START ENTRIES PROVIDED
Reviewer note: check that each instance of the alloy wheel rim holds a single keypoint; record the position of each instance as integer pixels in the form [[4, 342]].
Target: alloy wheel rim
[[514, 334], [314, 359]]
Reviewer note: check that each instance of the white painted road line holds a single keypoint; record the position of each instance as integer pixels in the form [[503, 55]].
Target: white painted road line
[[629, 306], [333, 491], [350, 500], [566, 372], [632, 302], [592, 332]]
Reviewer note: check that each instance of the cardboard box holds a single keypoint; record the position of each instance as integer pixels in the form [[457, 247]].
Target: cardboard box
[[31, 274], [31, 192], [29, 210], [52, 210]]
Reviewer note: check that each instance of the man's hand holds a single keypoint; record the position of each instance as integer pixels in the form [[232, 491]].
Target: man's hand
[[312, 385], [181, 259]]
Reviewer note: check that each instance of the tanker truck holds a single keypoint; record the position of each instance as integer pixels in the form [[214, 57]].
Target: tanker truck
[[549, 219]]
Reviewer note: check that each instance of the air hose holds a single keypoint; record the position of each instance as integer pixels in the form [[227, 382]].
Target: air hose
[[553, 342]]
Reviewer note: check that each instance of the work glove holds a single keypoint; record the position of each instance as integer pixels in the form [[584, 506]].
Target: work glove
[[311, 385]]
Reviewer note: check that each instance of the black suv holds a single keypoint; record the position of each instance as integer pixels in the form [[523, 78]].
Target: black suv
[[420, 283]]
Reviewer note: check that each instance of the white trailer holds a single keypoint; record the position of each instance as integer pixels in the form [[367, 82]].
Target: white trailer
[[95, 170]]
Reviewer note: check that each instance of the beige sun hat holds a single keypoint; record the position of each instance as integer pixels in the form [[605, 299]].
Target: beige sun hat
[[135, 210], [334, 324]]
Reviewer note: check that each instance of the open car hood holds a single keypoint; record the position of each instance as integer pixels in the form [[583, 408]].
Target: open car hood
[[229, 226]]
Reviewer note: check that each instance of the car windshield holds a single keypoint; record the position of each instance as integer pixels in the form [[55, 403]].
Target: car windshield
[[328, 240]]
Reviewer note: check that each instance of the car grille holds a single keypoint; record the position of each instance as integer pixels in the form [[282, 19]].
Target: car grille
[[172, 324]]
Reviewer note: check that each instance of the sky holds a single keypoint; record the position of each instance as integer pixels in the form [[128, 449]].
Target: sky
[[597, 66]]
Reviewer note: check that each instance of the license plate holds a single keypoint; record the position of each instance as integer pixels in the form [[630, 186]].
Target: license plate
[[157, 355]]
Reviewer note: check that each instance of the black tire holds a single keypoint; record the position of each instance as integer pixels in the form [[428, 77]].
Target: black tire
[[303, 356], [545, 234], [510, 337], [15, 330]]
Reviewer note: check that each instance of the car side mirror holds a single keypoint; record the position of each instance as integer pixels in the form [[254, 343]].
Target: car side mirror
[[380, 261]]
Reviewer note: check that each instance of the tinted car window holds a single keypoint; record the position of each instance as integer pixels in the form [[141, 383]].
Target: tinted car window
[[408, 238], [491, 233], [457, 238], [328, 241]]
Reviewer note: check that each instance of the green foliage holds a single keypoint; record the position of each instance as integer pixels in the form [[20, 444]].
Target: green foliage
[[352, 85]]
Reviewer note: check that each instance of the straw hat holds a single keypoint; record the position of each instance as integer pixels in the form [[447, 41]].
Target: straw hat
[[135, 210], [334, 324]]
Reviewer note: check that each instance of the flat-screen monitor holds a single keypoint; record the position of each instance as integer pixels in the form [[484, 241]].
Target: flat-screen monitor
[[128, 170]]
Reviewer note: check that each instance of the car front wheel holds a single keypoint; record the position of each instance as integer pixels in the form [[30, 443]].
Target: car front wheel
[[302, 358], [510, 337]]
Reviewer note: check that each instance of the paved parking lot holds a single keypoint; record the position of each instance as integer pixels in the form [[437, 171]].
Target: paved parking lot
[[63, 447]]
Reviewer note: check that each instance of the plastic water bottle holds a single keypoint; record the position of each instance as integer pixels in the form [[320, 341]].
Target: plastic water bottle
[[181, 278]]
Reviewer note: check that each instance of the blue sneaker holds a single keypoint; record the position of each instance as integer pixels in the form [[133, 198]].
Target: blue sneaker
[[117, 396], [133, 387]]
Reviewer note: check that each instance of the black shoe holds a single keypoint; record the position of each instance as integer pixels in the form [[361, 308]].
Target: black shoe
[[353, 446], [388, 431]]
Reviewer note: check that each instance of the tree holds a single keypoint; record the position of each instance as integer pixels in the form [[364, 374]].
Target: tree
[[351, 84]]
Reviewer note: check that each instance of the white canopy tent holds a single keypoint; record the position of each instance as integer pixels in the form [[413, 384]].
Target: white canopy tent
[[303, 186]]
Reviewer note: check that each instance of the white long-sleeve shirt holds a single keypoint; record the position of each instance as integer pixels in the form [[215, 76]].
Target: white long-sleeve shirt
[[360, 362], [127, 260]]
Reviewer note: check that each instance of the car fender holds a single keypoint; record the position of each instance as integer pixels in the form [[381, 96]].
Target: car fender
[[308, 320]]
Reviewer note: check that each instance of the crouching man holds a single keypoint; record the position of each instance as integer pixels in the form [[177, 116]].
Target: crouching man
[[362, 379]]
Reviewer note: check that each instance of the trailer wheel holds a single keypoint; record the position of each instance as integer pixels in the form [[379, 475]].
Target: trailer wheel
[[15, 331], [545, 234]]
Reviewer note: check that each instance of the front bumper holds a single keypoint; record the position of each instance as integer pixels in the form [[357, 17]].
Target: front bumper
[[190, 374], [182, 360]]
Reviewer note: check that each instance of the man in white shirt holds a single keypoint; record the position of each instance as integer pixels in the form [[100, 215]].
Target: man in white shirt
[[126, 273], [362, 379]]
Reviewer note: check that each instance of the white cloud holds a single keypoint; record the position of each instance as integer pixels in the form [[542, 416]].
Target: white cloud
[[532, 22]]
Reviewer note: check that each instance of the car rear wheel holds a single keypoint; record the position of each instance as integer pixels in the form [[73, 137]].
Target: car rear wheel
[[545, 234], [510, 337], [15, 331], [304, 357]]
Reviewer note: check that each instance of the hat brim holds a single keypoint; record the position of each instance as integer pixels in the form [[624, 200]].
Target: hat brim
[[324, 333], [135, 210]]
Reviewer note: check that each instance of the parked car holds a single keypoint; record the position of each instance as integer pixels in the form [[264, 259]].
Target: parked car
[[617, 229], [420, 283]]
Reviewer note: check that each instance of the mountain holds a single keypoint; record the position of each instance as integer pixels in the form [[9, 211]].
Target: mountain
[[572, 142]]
END ENTRIES PROVIDED
▸ **EXERCISE**:
Every record above should be copied exactly.

▸ **THE RESPONSE**:
Reviewer note: check that each instance of the alloy wheel rim holds a single keypoint; record the position of each instance as integer pixels in the form [[4, 342]].
Target: alloy wheel rim
[[514, 334], [314, 359]]
Reviewer note: check that each instance of the white painted road line holds a single keypoint; record the position of each instance as integer pixels in the form [[503, 55]].
Target: white painted road line
[[629, 306], [333, 491], [350, 500], [566, 372], [632, 302], [592, 332]]
Reviewer note: check that each instance of the cardboard box holds a single keypoint; record the position of each instance as integer pixels in the form [[457, 247]].
Target: cardboard box
[[31, 274], [31, 192], [29, 210], [52, 210]]
Reviewer note: check that each instance of the man's hand holds a single keypoint; record the position of each instance as integer pixels in the form [[232, 491]].
Target: man's hand
[[312, 385], [181, 259]]
Reviewer note: check that each instance of the tanker truck holds a single keypoint; record the position of each instance as integer pixels in the form [[214, 57]].
Target: tanker truck
[[549, 219]]
Reviewer note: check that each instance of the air hose holds a single keypoint; record the position of each instance as integer pixels in the form [[227, 382]].
Target: air hose
[[553, 342]]
Reviewer note: check that each instance of the work glove holds a single keypoint; record the position of each instance as integer pixels in the form [[584, 506]].
Target: work glove
[[311, 385]]
Reviewer note: check that each instance of the black suv holds a single keypoint; record the position of each instance as integer pixels in the form [[523, 78]].
Target: black suv
[[420, 283]]
Reviewer note: check that each instance of the white trailer holds a single keypoint; record the position of each instance as integer pixels in the form [[367, 82]].
Target: white trailer
[[95, 170]]
Reviewer note: check that each instance of the beige sun hat holds a single keypoint; record the position of each instance as integer pixels in the form [[605, 299]].
Target: beige sun hat
[[135, 210], [334, 324]]
Reviewer note: check that each instance of the open car hood holds a single keypoint; record the position of each instance as integer pixels in the form [[583, 408]].
Target: open car hood
[[229, 226]]
Reviewer note: check that each instance of the car windshield holds a single keypoint; record the position of each instance as integer pixels in the form [[55, 403]].
Target: car windshield
[[328, 240]]
Reviewer note: check that each instance of the car grille holds a single keypoint; record the position of each instance as integer pixels in the form [[282, 19]].
Target: car grille
[[172, 324]]
Reviewer note: check that each instance of the sky holds a single keypoint; record the position of each instance as integer pixels in the form [[128, 449]].
Target: sky
[[597, 66]]
Reviewer note: check that each instance of the license plate holds a single keypoint; record the position of each instance as integer pixels in the form [[630, 186]].
Target: license plate
[[157, 355]]
Reviewer note: check that each instance of the black tire holds a single keypoint; record the position of each instance as integer pixels in the form [[428, 77]].
Target: black tire
[[303, 356], [545, 234], [510, 337], [15, 330]]
Reviewer note: check that each instance of the car side mirror holds a single keypoint; record the position of each instance as integer pixels in the form [[254, 343]].
Target: car side mirror
[[380, 261]]
Reviewer note: check that each instance of the tinted car window holds a single keypoint; record the position of each instance as integer pixels in the form [[141, 383]].
Target: tinted car window
[[408, 238], [491, 233], [457, 238], [328, 241]]
Reviewer note: check that each instance of the green foliage holds a single keypoint; record the position of each instance as integer pixels in the form [[20, 444]].
Target: green foliage
[[352, 85]]
Reviewer note: check that each instance of the straw hat holds a single keypoint; record the position of each instance as integer pixels in the form [[447, 41]].
Target: straw hat
[[135, 210], [334, 324]]
Reviewer note: check that each instance of the flat-screen monitor holds a single keypoint; record the position of each instance as integer pixels in the form [[484, 241]].
Target: flat-screen monitor
[[128, 170]]
Reviewer note: check that each instance of the car front wheel holds a single keypoint; record the position of each instance as integer pixels in the form [[30, 443]].
Target: car front wheel
[[302, 358], [510, 337]]
Reviewer note: check that each instance of the paved parking lot holds a single keypoint; record the position of each instance as integer pixels in the form [[437, 171]].
Target: paved parking lot
[[63, 447]]
Reviewer note: check that each instance of the plastic water bottle holds a single keypoint; record the position of each instance as integer pixels in the form [[320, 341]].
Target: plastic water bottle
[[181, 278]]
Reviewer note: check that each instance of the blue sneaker holds a single keypoint; record the position of each instance as integer pixels in the form [[133, 198]].
Target: blue sneaker
[[117, 396], [133, 387]]
Reviewer note: check that each instance of the black shoe holds a single keypoint; record the position of each instance as integer pixels in the form [[361, 308]].
Target: black shoe
[[353, 446], [388, 431]]
Reviewer note: check that each instance of the tree holds a single keypoint; record the position of each instance as integer pixels in the form [[364, 374]].
Target: tree
[[351, 84]]
Reviewer note: check that each instance of the white canopy tent holds a single keypoint; record the position of each instance as integer pixels in the form [[413, 384]].
Target: white canopy tent
[[303, 186]]
Reviewer note: check that each instance of the white long-sleeve shirt holds a single keypoint; record the position of each instance as integer pixels in the form [[215, 76]].
Target: white long-sleeve shirt
[[360, 362], [127, 260]]
Reviewer note: check that each instance of the car fender holds a single keypoint; record the position of each instance as integer pixels in the form [[381, 96]].
Target: car fender
[[308, 320]]
Reviewer note: check that each instance of the crouching man holds a single keypoint; record the position of each instance as integer pixels in the form [[177, 116]].
Target: crouching man
[[362, 379]]
Reviewer note: check that each instance of the trailer wheel holds a single keypoint; record the position of each instance as integer pixels in the form [[379, 475]].
Target: trailer wheel
[[15, 331], [545, 234]]
Reviewer note: check that each instance of the front bumper holds a single keypoint; record the position of each instance as integer pixels in the form [[357, 17]].
Target: front bumper
[[190, 374], [182, 360]]
Reviewer note: check that each instance of the man in white shirt holds a single keypoint; record the position of each instance as integer pixels in the form [[100, 215]].
Target: man in white shirt
[[126, 273], [362, 379]]
Reviewer note: check that each instance of the white cloud holds a single keypoint; record the position of each instance as integer pixels in the form [[542, 416]].
Target: white cloud
[[532, 22]]
Reviewer note: check that each instance of the car rear wheel holds a single keypoint; record the position of each instance as integer pixels in the form [[73, 137]].
Target: car rear wheel
[[545, 234], [510, 337], [15, 331], [304, 357]]
Reviewer note: check that each instance of the hat brim holds a single keypoint; record the position of each instance as integer pixels in the form [[624, 200]].
Target: hat brim
[[324, 333], [135, 210]]
Reviewer note: check that each instance of the parked car holds a single keypoint; record the position of each instance as integer pixels in the form [[264, 259]].
Target: parked car
[[617, 229], [420, 283]]
Reviewer note: check that each instance of the mountain holds a single keypoint; record the position of each instance as integer pixels in the form [[9, 211]].
Target: mountain
[[572, 142]]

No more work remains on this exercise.